Task brief ▸ Convert the stretch of rows below, from the line containing "Point out the yellow plastic" through the final row, into a JSON list of strings, with one string per line and blank lines omitted.

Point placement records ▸
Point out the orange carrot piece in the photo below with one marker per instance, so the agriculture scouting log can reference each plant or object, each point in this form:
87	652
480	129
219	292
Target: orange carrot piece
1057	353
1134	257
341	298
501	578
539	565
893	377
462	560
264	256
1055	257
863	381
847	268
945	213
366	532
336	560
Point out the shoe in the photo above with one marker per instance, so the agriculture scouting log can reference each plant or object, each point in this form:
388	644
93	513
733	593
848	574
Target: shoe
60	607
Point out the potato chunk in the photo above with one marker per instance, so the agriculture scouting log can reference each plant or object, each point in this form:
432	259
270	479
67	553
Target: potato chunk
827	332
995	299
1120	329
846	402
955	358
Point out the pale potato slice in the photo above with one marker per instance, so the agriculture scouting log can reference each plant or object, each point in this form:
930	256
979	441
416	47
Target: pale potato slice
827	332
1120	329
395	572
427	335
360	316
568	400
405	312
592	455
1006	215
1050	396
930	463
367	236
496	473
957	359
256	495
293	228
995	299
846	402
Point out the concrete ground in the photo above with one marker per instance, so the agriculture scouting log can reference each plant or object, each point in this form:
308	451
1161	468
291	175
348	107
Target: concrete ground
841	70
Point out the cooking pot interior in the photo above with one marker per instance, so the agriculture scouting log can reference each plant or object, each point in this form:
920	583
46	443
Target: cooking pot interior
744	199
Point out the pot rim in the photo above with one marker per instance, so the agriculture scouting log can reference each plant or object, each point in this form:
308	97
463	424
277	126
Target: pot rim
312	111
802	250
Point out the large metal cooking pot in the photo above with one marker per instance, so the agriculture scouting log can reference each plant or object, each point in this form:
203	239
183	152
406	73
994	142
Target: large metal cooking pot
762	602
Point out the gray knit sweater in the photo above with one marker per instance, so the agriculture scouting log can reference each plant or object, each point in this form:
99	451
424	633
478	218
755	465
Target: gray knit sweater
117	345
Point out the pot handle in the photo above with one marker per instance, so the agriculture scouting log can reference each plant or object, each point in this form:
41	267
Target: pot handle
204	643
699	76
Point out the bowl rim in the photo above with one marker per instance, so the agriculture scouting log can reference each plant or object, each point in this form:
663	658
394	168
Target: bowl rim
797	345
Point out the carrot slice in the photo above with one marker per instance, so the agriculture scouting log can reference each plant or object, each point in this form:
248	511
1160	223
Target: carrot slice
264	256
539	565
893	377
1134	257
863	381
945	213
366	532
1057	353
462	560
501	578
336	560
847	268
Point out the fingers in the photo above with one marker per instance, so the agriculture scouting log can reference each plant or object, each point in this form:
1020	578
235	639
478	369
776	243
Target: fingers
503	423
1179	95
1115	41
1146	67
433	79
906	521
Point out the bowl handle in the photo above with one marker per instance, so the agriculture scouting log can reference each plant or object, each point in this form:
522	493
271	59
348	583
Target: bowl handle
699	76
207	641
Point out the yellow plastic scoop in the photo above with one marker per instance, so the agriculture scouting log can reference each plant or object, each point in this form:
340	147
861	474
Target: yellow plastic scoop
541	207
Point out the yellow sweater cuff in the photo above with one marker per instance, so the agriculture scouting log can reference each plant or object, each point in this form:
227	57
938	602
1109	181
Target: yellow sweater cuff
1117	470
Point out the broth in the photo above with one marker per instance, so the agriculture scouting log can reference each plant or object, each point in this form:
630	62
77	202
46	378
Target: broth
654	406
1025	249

The response ▸
[
  "Point out the yellow plastic scoop in the photo above with one marker per instance, so the agriculture scouting log can reference each plant or object, each point in this form:",
  "340\t147",
  "861\t474",
  "Target: yellow plastic scoop",
  "541\t207",
  "Point out the yellow sweater cuff in the photo above with one marker per instance, so the agriculture scouting log can reference each plant or object, each point in this form:",
  "227\t57",
  "938\t602",
  "1109\t181",
  "Target: yellow sweater cuff",
  "1117\t470",
  "Point out the broth in the photo above with one marker per instance, so the agriculture scouting log can reference each plant or object, each point in this form:",
  "630\t62",
  "77\t202",
  "46\t378",
  "Target: broth",
  "654\t406",
  "1025\t249"
]